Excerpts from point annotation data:

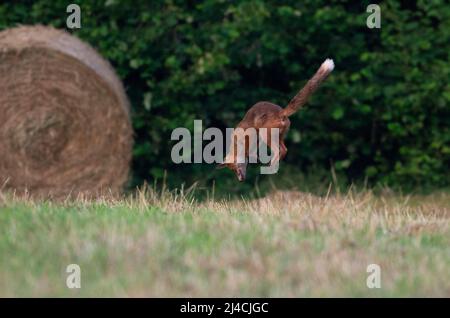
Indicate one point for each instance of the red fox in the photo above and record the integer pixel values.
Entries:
(269, 116)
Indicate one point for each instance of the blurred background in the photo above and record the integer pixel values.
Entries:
(382, 117)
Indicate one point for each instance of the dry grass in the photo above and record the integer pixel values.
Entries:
(287, 244)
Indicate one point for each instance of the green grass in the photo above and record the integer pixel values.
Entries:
(288, 244)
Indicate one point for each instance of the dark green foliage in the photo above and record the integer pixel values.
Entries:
(383, 115)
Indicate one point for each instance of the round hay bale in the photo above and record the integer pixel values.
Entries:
(64, 116)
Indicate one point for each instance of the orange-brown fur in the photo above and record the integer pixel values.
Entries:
(270, 116)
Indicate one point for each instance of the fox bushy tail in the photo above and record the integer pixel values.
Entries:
(302, 96)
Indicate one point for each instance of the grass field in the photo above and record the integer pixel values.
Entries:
(287, 244)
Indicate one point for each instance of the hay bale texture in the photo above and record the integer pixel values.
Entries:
(64, 116)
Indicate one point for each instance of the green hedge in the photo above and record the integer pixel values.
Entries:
(382, 116)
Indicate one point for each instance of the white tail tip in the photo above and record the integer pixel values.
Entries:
(328, 65)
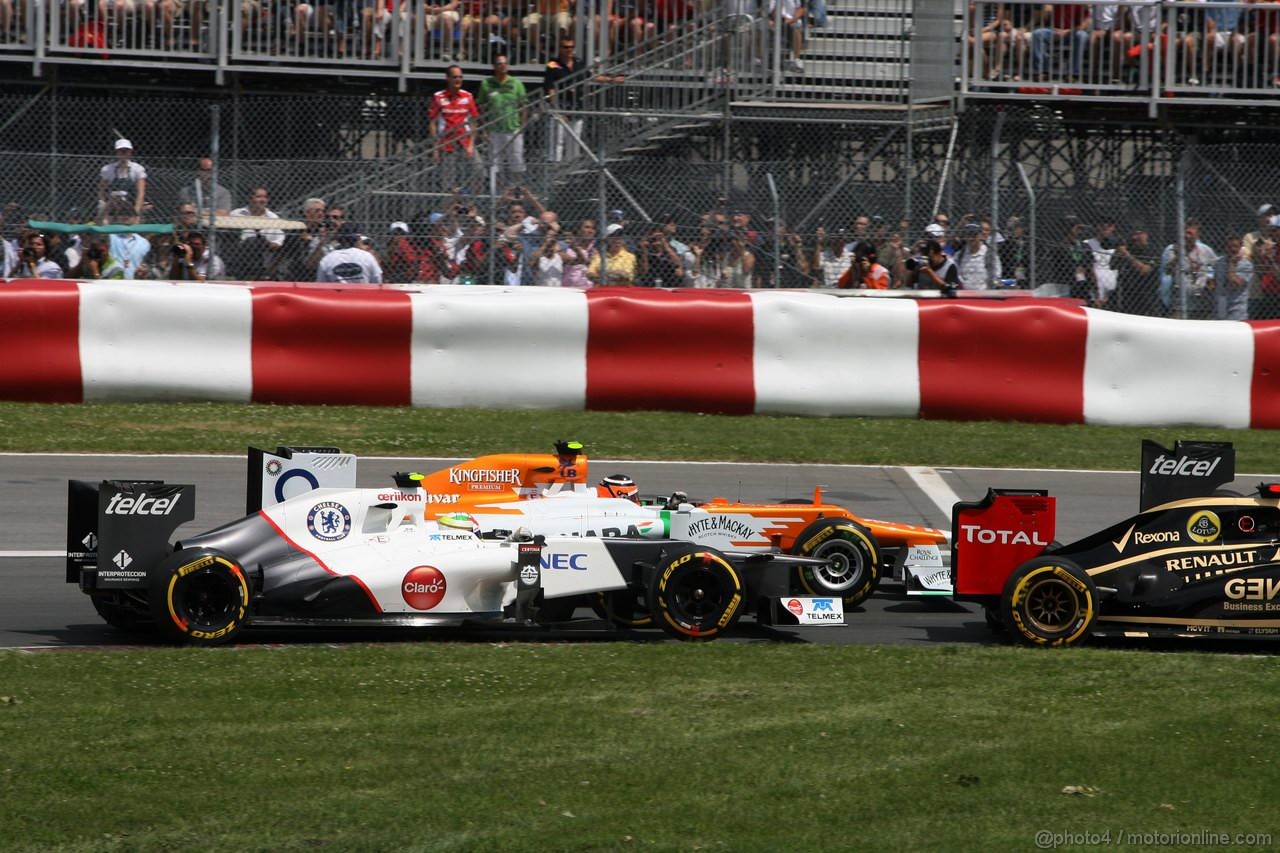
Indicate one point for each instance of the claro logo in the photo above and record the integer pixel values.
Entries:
(141, 505)
(983, 536)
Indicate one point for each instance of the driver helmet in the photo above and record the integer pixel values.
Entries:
(618, 486)
(458, 521)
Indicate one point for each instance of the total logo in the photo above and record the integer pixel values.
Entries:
(141, 505)
(424, 587)
(1205, 527)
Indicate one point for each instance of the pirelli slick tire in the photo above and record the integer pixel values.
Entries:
(624, 607)
(696, 594)
(854, 570)
(1050, 602)
(200, 597)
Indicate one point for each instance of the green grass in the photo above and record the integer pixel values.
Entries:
(603, 747)
(228, 428)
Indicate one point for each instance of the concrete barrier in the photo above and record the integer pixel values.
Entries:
(625, 349)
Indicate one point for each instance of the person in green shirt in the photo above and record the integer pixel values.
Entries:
(504, 110)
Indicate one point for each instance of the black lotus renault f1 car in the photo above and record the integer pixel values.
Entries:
(1194, 561)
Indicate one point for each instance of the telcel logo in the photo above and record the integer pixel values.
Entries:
(141, 505)
(1184, 466)
(977, 533)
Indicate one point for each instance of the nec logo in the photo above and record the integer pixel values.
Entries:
(142, 505)
(565, 561)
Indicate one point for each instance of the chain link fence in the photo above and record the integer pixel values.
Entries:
(1138, 219)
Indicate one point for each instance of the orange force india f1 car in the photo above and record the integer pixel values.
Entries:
(1194, 561)
(551, 495)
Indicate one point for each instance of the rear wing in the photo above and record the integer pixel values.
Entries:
(117, 530)
(1191, 469)
(990, 538)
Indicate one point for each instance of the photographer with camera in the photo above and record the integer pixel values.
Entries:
(96, 261)
(33, 260)
(932, 269)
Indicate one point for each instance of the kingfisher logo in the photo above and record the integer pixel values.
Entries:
(424, 587)
(141, 505)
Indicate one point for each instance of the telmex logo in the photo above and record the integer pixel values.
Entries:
(977, 533)
(576, 561)
(141, 505)
(1183, 466)
(460, 475)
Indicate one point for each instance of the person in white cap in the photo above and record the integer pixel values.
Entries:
(123, 179)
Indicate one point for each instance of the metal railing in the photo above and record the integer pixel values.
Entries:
(1138, 50)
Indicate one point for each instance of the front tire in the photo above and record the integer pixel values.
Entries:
(1050, 602)
(855, 561)
(696, 594)
(200, 597)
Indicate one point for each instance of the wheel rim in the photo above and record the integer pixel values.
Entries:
(208, 600)
(1051, 605)
(846, 568)
(698, 596)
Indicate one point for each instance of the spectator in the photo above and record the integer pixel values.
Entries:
(1266, 268)
(257, 254)
(1233, 281)
(618, 263)
(192, 261)
(864, 273)
(129, 249)
(351, 261)
(451, 117)
(1102, 247)
(204, 195)
(97, 261)
(937, 270)
(791, 14)
(1137, 274)
(1061, 22)
(548, 263)
(831, 258)
(658, 263)
(977, 261)
(1187, 291)
(506, 113)
(577, 255)
(122, 179)
(562, 95)
(33, 259)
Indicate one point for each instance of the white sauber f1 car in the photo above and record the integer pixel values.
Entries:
(368, 557)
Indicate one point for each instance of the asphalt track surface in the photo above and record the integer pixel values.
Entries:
(40, 610)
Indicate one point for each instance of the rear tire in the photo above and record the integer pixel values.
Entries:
(696, 594)
(1050, 602)
(200, 597)
(855, 560)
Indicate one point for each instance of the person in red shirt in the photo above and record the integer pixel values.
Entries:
(452, 118)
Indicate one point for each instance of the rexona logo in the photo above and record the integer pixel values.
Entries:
(424, 587)
(141, 505)
(576, 561)
(1183, 466)
(484, 475)
(977, 533)
(1205, 527)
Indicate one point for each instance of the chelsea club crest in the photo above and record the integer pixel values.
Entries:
(329, 521)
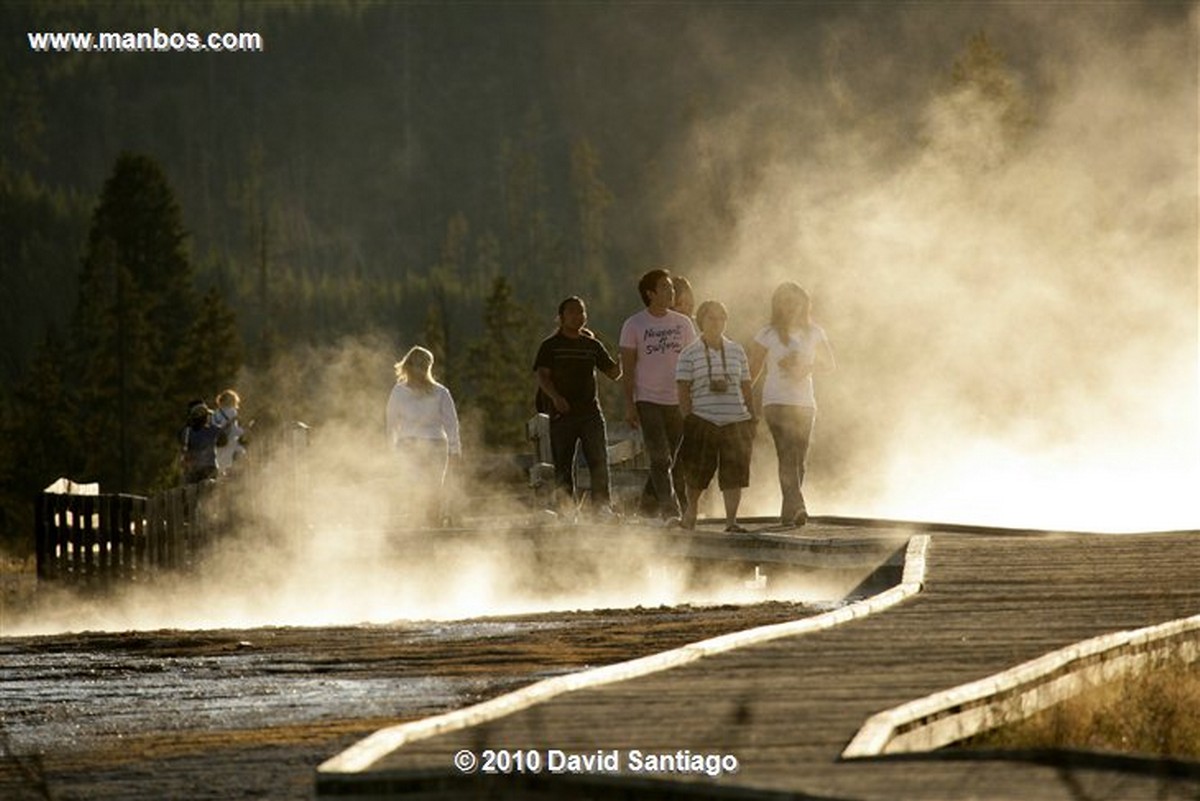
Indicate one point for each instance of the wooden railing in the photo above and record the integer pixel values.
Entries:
(102, 540)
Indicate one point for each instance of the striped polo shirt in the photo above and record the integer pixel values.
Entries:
(700, 366)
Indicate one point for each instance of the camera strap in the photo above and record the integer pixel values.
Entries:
(708, 360)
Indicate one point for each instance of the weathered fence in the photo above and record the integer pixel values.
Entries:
(100, 540)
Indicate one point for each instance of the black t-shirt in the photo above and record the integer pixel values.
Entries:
(573, 363)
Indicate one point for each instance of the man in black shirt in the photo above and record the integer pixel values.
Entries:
(567, 365)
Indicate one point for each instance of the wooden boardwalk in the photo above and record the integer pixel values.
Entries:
(786, 709)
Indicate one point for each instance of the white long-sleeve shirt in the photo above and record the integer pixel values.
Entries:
(413, 414)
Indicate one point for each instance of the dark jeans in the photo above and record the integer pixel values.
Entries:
(564, 432)
(661, 432)
(791, 427)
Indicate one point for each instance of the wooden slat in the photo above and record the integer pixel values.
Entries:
(787, 708)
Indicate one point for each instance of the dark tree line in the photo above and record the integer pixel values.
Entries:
(437, 174)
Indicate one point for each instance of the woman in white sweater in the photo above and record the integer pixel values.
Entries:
(423, 427)
(789, 351)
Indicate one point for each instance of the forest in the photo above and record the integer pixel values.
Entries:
(394, 174)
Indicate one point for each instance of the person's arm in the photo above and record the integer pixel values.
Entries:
(823, 360)
(393, 414)
(450, 423)
(748, 397)
(546, 383)
(684, 397)
(629, 383)
(757, 355)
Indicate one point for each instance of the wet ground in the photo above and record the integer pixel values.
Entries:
(252, 712)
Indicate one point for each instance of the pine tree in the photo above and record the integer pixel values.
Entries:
(501, 368)
(141, 338)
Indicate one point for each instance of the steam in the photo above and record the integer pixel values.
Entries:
(1013, 305)
(334, 534)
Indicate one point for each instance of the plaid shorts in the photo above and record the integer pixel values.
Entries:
(707, 446)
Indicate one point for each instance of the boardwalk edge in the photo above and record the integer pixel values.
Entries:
(1014, 694)
(363, 754)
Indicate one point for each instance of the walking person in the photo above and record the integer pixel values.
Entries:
(423, 428)
(231, 446)
(713, 375)
(198, 444)
(565, 365)
(651, 342)
(790, 350)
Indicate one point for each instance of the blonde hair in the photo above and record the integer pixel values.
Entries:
(790, 305)
(229, 396)
(415, 369)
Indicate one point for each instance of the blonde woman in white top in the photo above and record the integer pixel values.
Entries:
(789, 351)
(423, 426)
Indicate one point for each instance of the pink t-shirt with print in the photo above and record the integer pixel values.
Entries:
(657, 341)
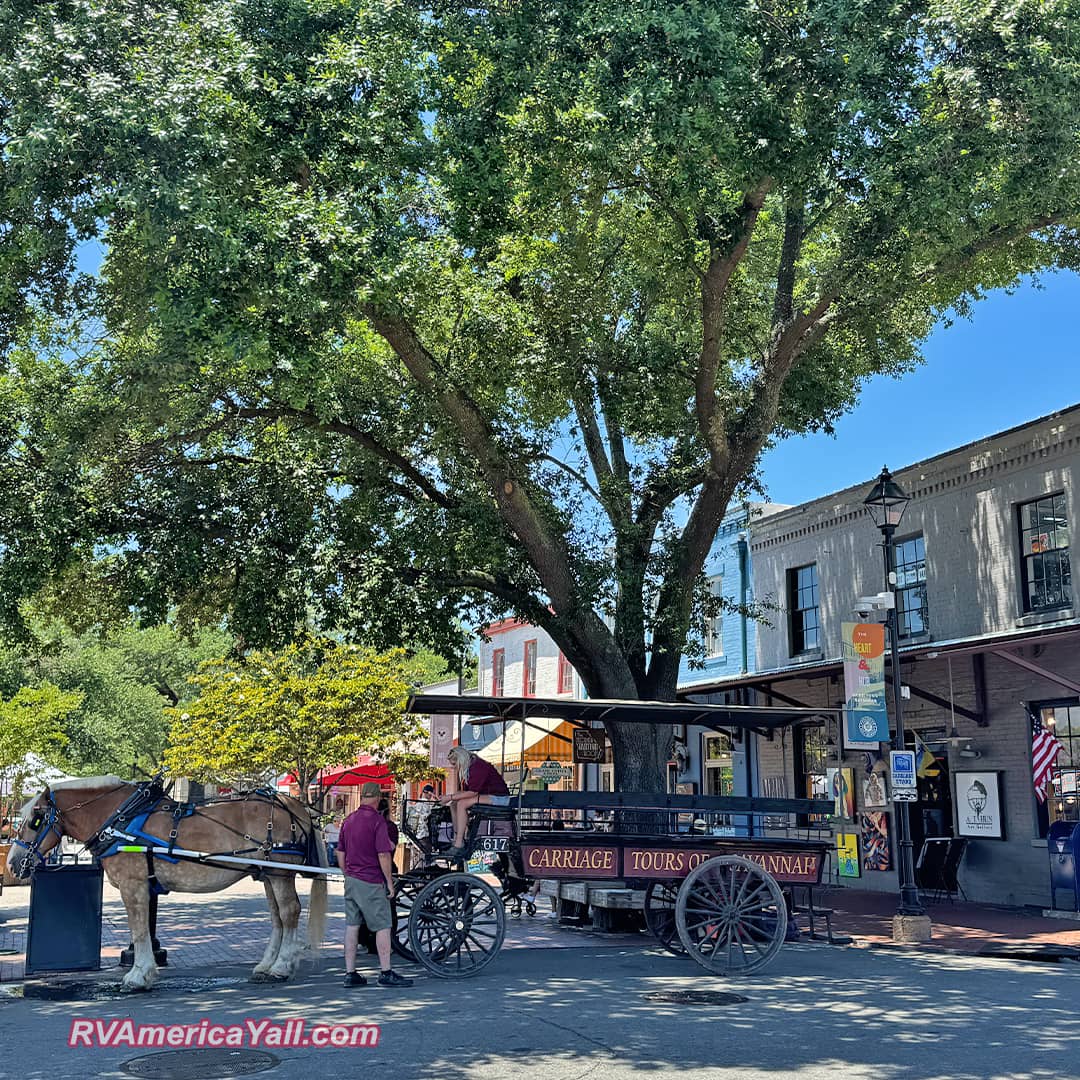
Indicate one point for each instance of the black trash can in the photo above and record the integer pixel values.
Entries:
(1062, 842)
(65, 923)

> **WRITTEN PROBLEM**: Can you update every one of the records above by changing "integer pixel values" to "whole-number pixel coordinates" and leaving everything else as it is? Leave the pictures out of your answer.

> **ANSWER TO THIS PROBLEM**:
Indicate one point for each instance of the red fox in the photo above and record the whole-number pixel coordinates.
Entries:
(269, 116)
Indicate one point for each instance of the blurred background in the photo above and record the whole-number pixel coordinates.
Entries:
(382, 117)
Indicate one point for each instance of the dry grass in the photo above and record the whole-number pixel coordinates.
Entries:
(287, 244)
Indicate one point for each instance of the green grass in the photo above and record the whole-number pixel coordinates.
Entries:
(288, 244)
Indicate one point for each instance of the dark green foliage in the photo above and record the whole-number pixel coordinates.
Entries:
(383, 115)
Indicate one point for each instance of the round hay bale in the photo above and record the whole-number pixel coordinates.
Entries:
(64, 116)
Indicate one point for each instance of the orange-brown fur in the photo above and record the whole-number pixel coordinates.
Entries:
(270, 116)
Indicate one point for each instance of the fox bushy tail in the photo above and record the whole-number pixel coordinates.
Entries:
(302, 96)
Indicate one point for each instance of the grass field in the photo above and record the whole-number pixel coordinates.
Entries:
(287, 244)
Indicate one point for each instance of the hay bale texture in the photo above and record the whole-number pixel coordinates.
Entries:
(64, 116)
Indicate one point for each instance of the green hedge in the photo above and record the whole-number pixel coordinates.
Entries:
(382, 116)
Indicate one point for each instance of the white tail tip in the photo above and record the whole-number pixel coordinates.
Entries:
(328, 65)
Indicate one point for each instance of the claro logo in the photo above and record the whole-number pixel coordinates.
Entries:
(141, 505)
(983, 536)
Indicate one point for each instance of the driver helmet in the photo above and record the whole-number pixel coordinates.
Entries:
(618, 486)
(458, 521)
Indicate one point for each instance of the total logo in the photo above and record the whole-number pixel coordinates.
Entries:
(141, 505)
(424, 587)
(1205, 527)
Indicate one point for each instance of the pirelli slick tire in the photo above and record the whole-number pixel coordinates.
Entries:
(624, 607)
(696, 594)
(854, 570)
(1050, 602)
(200, 597)
Indicate one point for each instance of the green grass in the photo above and record the whole-number pixel coordinates.
Entries:
(603, 747)
(228, 428)
Indicate one point for each instance of the concrete barrier in the photo above and record the whole-number pixel coordinates.
Entries:
(625, 349)
Indicate one point for each instance of the person in green shirt in the photo above and record the whole-number pixel coordinates.
Entries:
(504, 110)
Indicate one point for each instance of the black lotus renault f1 car in the photo above and record the whole-number pixel coordinates.
Entries:
(1194, 561)
Indicate one point for each instance of the telcel logo in the photo above and record the whole-number pixel coordinates.
Entries:
(141, 505)
(1184, 466)
(977, 533)
Indicate one point for each instance of the nec logo in the photo above and record the whole-number pixel coordinates.
Entries:
(142, 505)
(565, 561)
Indicate one point for each instance of the chain link fence in the photo above and record the whole-number pixel coordinates.
Entries:
(1138, 219)
Indicate one point for each instance of the orange force india f1 car in the photo above and record the whole-number pixel coordinates.
Entries:
(1194, 561)
(551, 495)
Indicate one point for each instance of the rear wing in the photo above and record the whole-number pixel coordinates.
Entries:
(117, 530)
(1191, 469)
(990, 538)
Indicate one point for each instance of the photographer with camera in the photo above and record the whole-number pixel coordinates.
Entries:
(96, 261)
(33, 260)
(932, 269)
Indicate one point for each instance of the kingfisher logo in the photo above and record the whole-number pixel coordinates.
Entries:
(424, 587)
(141, 505)
Indicate one point for each instance of the telmex logo in the photo above and record the whole-number pixel coordinates.
Entries:
(977, 533)
(576, 561)
(141, 505)
(1183, 466)
(460, 475)
Indicate one point for each instance of the person in white cap in the photo above and record the whole-number pixel coordinates.
Entries:
(123, 179)
Indicate one point for each instance of the metal railing in the photo above and record the whole-number pixel coordinates.
Entries:
(1138, 50)
Indicate one point for each instance of the front tire in the photo above and record the whole-number pixel coordinates.
Entries:
(1050, 602)
(855, 561)
(696, 594)
(200, 597)
Indicate one point for each instance of the wheel rim in the photo above and record the whole-number pixel coordinates.
Entries:
(208, 600)
(1051, 605)
(846, 568)
(698, 596)
Indicate one point for each instance of the spectator in the photo above and record the whole-number pixel coordinates.
Entries:
(1266, 268)
(257, 254)
(1233, 281)
(618, 263)
(192, 261)
(864, 273)
(129, 249)
(351, 261)
(451, 117)
(1102, 247)
(204, 195)
(97, 261)
(937, 270)
(791, 14)
(1137, 274)
(1061, 22)
(548, 263)
(831, 258)
(658, 263)
(977, 261)
(1187, 291)
(506, 113)
(577, 255)
(122, 179)
(562, 95)
(33, 259)
Indicate one point for each instance of the white sauber f1 car in the photo above and record the whole-number pixel coordinates.
Entries:
(368, 557)
Indicate one point for each instance of the asphalt track surface in the photo above and record the whole-number pixel coordinates.
Entries:
(40, 610)
Indicate one point for each instance of the rear tire in the photo above and record the whole-number pixel coordinates.
Entries:
(696, 594)
(1050, 602)
(200, 597)
(855, 560)
Indicate one point for each instance of the person in red shirt in the photo above and record the whole-number pixel coordinates.
Entries:
(452, 118)
Indicate one point for each instance of the rexona logo in the photo above and record the whole-number pixel coordinates.
Entries:
(424, 587)
(141, 505)
(576, 561)
(1183, 466)
(484, 475)
(977, 533)
(1205, 527)
Indicate one point for each instance of the chelsea club crest in the photo above and record the whole-number pixel coordinates.
Entries:
(329, 521)
Indicate one point for each instance of the wooden railing in the photo above and record the whole-number pixel coordinates.
Entries:
(102, 540)
Indicate one point for each instance of the striped polo shirt in the photo above and record the whole-number pixel coordinates.
Entries:
(700, 366)
Indicate one point for each instance of the camera strap in the photo above and record the whole-number pixel coordinates.
Entries:
(708, 360)
Indicate one point for each instance of the weathered fence in the photo above and record the whole-number pixel coordinates.
Entries:
(100, 540)
Indicate one point for each instance of the black t-shirt in the photo above and record the whole-number pixel coordinates.
Entries:
(573, 363)
Indicate one point for each instance of the man in black shirt in the photo above and record the whole-number pixel coordinates.
Entries:
(567, 365)
Indicate one point for each instance of the wooden boardwalk in the photo above and record the whole-number pixel coordinates.
Entries:
(786, 709)
Indicate one point for each instance of the white long-sleeve shirt in the photo above and record the whole-number pixel coordinates.
Entries:
(413, 414)
Indicate one point for each instance of the dark jeans in the photo above and record the whole-number pixel coordinates.
Entries:
(564, 432)
(661, 432)
(791, 427)
Indicate one point for each instance of the wooden slat in the photo above and record the whole-number pixel coordinates.
Entries:
(787, 708)
Indicate one point for each instance of the dark tree line in the photo above and record the whole-number pixel coordinates.
Entries:
(437, 174)
Indicate one point for each instance of the woman in white sweater in the photo above and record the whole-number pixel coordinates.
Entries:
(423, 427)
(789, 351)
Indicate one point for each instance of the forest in the photo above and record the whole-number pixel coordinates.
Entries:
(394, 174)
Indicate one point for each instance of the person's arm in the photo above and record the whole-number pixel coordinates.
Entries:
(823, 360)
(393, 414)
(450, 423)
(748, 397)
(546, 383)
(684, 397)
(629, 383)
(757, 355)
Indicate one point for each instance of the wet ground in the photo above and record the whole-number pixel coordinates.
Entries:
(252, 712)
Indicate one point for each instance of the pine tree in the photo above and record the whole-number pixel coordinates.
Entries:
(501, 368)
(141, 338)
Indicate one point for each instance of the steam in the photo above and record the whole-number pixel coordinates.
Entries:
(1013, 305)
(334, 534)
Indicate one point for each instance of the plaid shorts in the photo above and record the whole-number pixel coordinates.
Entries:
(707, 446)
Indicate one point for each instance of the boardwalk edge in the photo above and record the whole-number pixel coordinates.
Entries:
(1014, 694)
(363, 754)
Indicate one point for each instance of the walking person in the photo above and record the whole-number pixel coordinates.
Entries:
(423, 428)
(231, 446)
(713, 375)
(198, 444)
(565, 365)
(651, 342)
(790, 350)
Indicate one point for each instance of the blonde hair in the photo above and record the whole-number pixel coordinates.
Entries:
(790, 305)
(229, 396)
(415, 369)
Indicate one point for each instance of the blonde woman in white top in the photo above and record the whole-number pixel coordinates.
Entries:
(789, 351)
(423, 426)
Indicate one point for each instance of the pink t-shirt with print in the photo above and record the whole-number pixel coordinates.
Entries:
(657, 341)
Indicate one point for each instance of the black trash can in the photo above and record the whole-number pixel coordinates.
Entries:
(1062, 842)
(65, 923)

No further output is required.